Pero el asunto se torna verdaderamente paradójico si constatamos que el pleno desarrollo de la libre concurrencia acaba por frenar y ahogar… la libre concurrencia. “Por su naturaleza concentradora y excluyente, el imperialismo obstaculiza, lastra, desacelera, atrofia, violenta y frena el desarrollo de las relaciones capitalistas de producción, en especial en las antiguas colonias, resulta incapaz de concluir el proceso de acumulación originaria del capital”. En este sentido, la doctrina neoliberal acaba convirtiéndose en la negación del liberalismo primigenio.

Cuando los ideólogos del neoliberalismo reivindican como antecesores suyos a los liberales revolucionarios de los siglos XVIII y XIX, se equivocan. Lo que emparienta a los hombres y mujeres de épocas diferentes no es exactamente la letra de sus criterios sociales o políticos, sino el lugar que ocupan en el movimiento histórico de las ideas. De tal forma, los jacobinos franceses están más cerca de los bolcheviques rusos que de los neoliberales de hoy. Que no se nos presenten ahora como defensores del progreso, de la tecnología unificadora, de la llamada modernidad o de la posmodernidad, como adalides de la eficiencia y del útil pragmatismo que rechaza las quiméricas visiones del espíritu romántico. La ética que reclamamos no es un código del deber ser, sino, como quería Martí, del poder ser, o más aún, es la expresión de una impostergable necesidad: o somos éticos y salvamos la Naturaleza y con ella, la civilización humana, o nos autodestruimos. Nada más práctico. Los utópicos son aquellos que sueñan con un mundo indefinidamente neoliberal.

La verdadera globalización, la única duradera, será la de la solidaridad. Y Cuba, pobre y bloqueada, ha abierto un camino con su ejemplo; miles de sus médicos trabajan gratuitamente en las zonas más oscuras del planeta. Una isla que no sólo ha resistido el embate ideológico y económico del unipolarismo, sino que se erige con valentía en proyecto alternativo.

• **Datos proporcionados**
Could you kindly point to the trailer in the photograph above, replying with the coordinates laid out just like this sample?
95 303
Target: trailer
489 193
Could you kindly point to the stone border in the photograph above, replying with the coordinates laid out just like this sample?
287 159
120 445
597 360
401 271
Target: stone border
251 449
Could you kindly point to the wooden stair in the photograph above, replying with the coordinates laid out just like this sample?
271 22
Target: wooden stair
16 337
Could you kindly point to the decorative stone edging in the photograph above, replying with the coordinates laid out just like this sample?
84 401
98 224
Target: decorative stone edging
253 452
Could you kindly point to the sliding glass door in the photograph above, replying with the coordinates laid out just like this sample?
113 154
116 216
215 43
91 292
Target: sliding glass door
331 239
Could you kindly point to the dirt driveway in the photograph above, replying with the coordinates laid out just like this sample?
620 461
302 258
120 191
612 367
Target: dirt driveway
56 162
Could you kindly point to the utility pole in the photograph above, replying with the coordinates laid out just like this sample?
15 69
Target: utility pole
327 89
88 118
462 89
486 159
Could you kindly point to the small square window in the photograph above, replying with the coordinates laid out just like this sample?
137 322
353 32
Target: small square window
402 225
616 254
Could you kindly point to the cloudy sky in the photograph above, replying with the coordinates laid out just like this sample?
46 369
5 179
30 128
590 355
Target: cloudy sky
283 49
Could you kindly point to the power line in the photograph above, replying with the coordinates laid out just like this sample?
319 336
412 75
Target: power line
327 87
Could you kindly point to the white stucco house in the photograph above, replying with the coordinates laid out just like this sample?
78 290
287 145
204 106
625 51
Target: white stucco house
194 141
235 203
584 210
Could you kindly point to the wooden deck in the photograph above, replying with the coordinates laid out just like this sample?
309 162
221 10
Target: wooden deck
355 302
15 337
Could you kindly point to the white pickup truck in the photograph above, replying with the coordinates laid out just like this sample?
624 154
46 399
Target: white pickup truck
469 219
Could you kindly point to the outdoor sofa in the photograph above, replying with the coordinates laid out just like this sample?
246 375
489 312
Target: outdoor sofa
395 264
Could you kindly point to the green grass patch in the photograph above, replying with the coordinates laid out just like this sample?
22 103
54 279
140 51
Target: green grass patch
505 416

• **Instrucciones de trabajo**
**a.** Reproduce tal cual el tramo del fragmento citado que empieza con "La verdadera globalización, la" y sigue hasta "en proyecto alternativo.".
**b.** En el fragmento citado, ¿de quiénes están más cerca los jacobinos franceses?

• **Resultados por tarea**
**a.**
La verdadera globalización, la única duradera, será la de la solidaridad. Y Cuba, pobre y bloqueada, ha abierto un camino con su ejemplo; miles de sus médicos trabajan gratuitamente en las zonas más oscuras del planeta. Una isla que no sólo ha resistido el embate ideológico y económico del unipolarismo, sino que se erige con valentía en proyecto alternativo.

**b.** De los bolcheviques rusos.